**Description of the task**
Set down every line below, word for word.

Referring expression pointing data
################

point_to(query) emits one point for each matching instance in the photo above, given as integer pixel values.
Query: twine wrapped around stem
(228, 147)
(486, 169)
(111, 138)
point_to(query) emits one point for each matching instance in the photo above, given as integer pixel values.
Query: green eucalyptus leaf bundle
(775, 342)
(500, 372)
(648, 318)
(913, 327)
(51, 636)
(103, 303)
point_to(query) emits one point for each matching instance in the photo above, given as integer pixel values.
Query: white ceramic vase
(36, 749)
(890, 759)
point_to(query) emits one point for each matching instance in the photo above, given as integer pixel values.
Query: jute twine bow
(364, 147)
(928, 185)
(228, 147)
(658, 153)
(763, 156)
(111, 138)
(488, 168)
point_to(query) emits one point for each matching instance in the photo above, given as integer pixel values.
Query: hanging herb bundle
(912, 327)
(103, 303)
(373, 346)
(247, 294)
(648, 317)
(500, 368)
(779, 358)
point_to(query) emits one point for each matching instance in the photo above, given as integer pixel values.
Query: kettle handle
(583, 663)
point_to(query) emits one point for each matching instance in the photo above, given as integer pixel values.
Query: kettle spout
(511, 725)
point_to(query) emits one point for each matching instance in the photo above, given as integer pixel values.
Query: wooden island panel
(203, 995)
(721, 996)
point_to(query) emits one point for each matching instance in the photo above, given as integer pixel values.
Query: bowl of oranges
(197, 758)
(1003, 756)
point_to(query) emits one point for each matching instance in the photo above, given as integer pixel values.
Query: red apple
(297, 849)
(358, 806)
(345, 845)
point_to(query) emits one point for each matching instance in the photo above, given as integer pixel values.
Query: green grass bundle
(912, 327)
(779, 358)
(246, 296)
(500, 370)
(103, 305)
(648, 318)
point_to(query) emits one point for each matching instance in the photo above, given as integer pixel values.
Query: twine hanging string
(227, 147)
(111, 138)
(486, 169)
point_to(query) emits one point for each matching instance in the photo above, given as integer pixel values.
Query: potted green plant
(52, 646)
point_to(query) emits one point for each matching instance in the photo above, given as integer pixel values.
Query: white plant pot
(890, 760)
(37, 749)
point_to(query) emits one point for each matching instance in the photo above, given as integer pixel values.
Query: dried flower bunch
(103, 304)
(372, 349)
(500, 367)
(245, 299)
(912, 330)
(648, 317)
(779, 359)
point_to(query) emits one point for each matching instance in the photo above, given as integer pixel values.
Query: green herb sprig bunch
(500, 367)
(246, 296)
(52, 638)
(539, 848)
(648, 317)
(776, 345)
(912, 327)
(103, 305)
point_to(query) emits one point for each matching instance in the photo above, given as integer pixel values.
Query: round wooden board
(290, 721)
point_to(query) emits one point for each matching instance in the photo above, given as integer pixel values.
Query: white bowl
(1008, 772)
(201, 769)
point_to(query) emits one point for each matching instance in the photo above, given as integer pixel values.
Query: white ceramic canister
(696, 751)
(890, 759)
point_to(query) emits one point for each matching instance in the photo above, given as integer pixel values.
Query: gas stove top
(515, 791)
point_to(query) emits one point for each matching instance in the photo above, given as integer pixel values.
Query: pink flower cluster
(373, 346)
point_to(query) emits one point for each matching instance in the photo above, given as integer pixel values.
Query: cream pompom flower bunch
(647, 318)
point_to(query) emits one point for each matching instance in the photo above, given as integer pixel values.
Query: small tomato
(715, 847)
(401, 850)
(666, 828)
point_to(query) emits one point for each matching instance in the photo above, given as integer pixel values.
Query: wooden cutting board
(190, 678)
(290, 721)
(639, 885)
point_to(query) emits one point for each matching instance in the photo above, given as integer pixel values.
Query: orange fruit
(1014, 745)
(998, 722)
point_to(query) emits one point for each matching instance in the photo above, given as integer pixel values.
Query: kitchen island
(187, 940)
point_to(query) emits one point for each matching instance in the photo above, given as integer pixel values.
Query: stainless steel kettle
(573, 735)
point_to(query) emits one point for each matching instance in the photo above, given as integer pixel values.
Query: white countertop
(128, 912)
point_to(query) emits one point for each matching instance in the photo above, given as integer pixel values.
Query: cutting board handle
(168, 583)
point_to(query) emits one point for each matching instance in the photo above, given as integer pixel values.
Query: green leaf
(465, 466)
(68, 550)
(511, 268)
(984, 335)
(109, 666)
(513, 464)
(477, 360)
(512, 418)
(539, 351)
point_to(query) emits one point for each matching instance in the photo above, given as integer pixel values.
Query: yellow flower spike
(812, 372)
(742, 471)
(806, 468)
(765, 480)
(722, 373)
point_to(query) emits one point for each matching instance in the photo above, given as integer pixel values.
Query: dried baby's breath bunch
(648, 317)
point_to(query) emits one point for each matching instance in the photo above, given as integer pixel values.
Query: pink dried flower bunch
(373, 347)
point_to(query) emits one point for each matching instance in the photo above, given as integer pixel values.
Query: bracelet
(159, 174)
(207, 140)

################

**Answer below**
point_to(query) emits one point for each matching instance in the photo above, given as integer pixel values.
Query: twine wrapped around stem
(228, 147)
(486, 169)
(111, 138)
point_to(query) emits one point for each matching instance in the photo above, given as integer pixel values.
Query: green eucalyptus leaf bundle
(775, 342)
(500, 372)
(648, 318)
(913, 327)
(51, 636)
(103, 303)
point_to(query) emits one point for each matching instance in the photo above, given as integer pixel values.
Query: white ceramic vase
(36, 749)
(890, 759)
point_to(query) emits one point for each matching instance in the photo above, given as integer pixel values.
Query: jute twine bow
(364, 147)
(928, 185)
(228, 147)
(658, 153)
(763, 156)
(111, 138)
(488, 168)
point_to(query) emits one point for each matching instance in the photo above, given as integer pixel values.
Query: hanging herb bundle
(912, 327)
(103, 303)
(373, 346)
(247, 294)
(648, 317)
(500, 368)
(779, 358)
point_to(query) emits one point for each matching instance in the photo above, given as integer pixel values.
Query: kettle handle
(583, 663)
point_to(query) emits one point for each matching instance in the photo above, given as integer pixel values.
Query: kettle spout
(511, 725)
point_to(query) emits one point for each matching instance in the photo above, given as integer pixel values.
Query: wooden island panel
(203, 995)
(721, 996)
point_to(query) emits one point for each matching instance in the photo above, given as integer pixel values.
Query: bowl of oranges
(197, 758)
(1003, 756)
point_to(query) emits one point for each matching instance in the photo above, given as integer pixel values.
Query: red apple
(297, 849)
(358, 806)
(345, 845)
point_to(query) emits one point for each matching instance in the photo above, given as integer pixel values.
Query: green grass bundle
(912, 327)
(779, 358)
(246, 296)
(500, 370)
(103, 305)
(648, 318)
point_to(query) emits one point for each matching instance in the photo above, given as integer pixel values.
Query: twine hanging string
(227, 147)
(111, 138)
(486, 169)
point_to(query) emits one point for each matching instance in the photo above, given as integer pixel values.
Query: potted green plant
(52, 646)
point_to(query) emits one point for each matching instance in the photo above, given as integer pixel values.
Query: white plant pot
(890, 760)
(37, 749)
point_to(query) emits one point for each matching instance in the photo above, given as integer pixel values.
Query: dried flower bunch
(103, 304)
(372, 349)
(500, 367)
(245, 299)
(912, 330)
(648, 317)
(779, 359)
point_to(query) emits one point for each matching instance in the photo above, given as integer pixel values.
Query: green herb sprig bunch
(500, 367)
(246, 296)
(52, 638)
(539, 848)
(648, 317)
(776, 345)
(912, 327)
(103, 305)
point_to(query) emits one point for each matching instance in the photo above, given as integer pixel values.
Query: round wooden board
(290, 721)
point_to(query) emits one point for each matching instance in the photo above, given as integer pixel values.
Query: white bowl
(1008, 772)
(201, 769)
point_to(query) emits one point for each matching instance in the photo above, given as integer pixel values.
Query: white ceramic canister
(696, 751)
(890, 759)
point_to(query) emits one point for each matching instance in the photo above, given as integer pixel values.
Query: gas stove top
(515, 791)
point_to(query) emits one point for each matching instance in the photo above, given as integer pixel values.
Query: pink flower cluster
(373, 346)
point_to(query) emits one point for each matching instance in the photo above, given as integer pixel values.
Query: cream pompom flower bunch
(647, 318)
point_to(query) emits one point for each matching instance in the photo above, given as integer pixel values.
Query: small tomato
(715, 847)
(401, 850)
(666, 828)
point_to(query) emits one point for each matching instance in the photo above, given as integer pixel values.
Query: wooden cutting board
(190, 678)
(290, 721)
(639, 885)
point_to(query) emits one point for each matching instance in the photo above, given as integer pixel values.
Query: orange fruit
(1014, 745)
(998, 722)
point_to(query) emits one point for each matching instance in the photo above, given as integer pixel values.
Query: kitchen island
(187, 940)
point_to(query) emits one point for each matching instance in the photo above, given as integer pixel values.
Query: stainless steel kettle
(573, 735)
point_to(query) emits one point for each matching instance in the photo above, given as integer pixel values.
Query: white countertop
(128, 912)
point_to(query) emits one point for each matching instance in the photo above, given as integer pixel values.
Query: cutting board handle
(168, 583)
point_to(query) emits one point for each matching instance in the photo above, given as integer pixel values.
Query: green leaf
(465, 466)
(68, 550)
(511, 268)
(984, 335)
(109, 666)
(513, 464)
(477, 360)
(512, 418)
(539, 351)
point_to(query) emits one point for each matching instance in the photo above, given as integer pixel values.
Query: yellow flower spike
(812, 372)
(742, 471)
(806, 468)
(765, 480)
(722, 373)
point_to(query) emits one point for each matching instance in the photo above, given as integer pixel values.
Query: dried baby's breath bunch
(648, 317)
point_to(query) emits one point for each matching instance in the photo above, given as integer pixel values.
Query: pink dried flower bunch
(373, 347)
point_to(query) emits one point for each matching instance in the photo above, given as integer pixel values.
Query: bracelet
(159, 174)
(207, 140)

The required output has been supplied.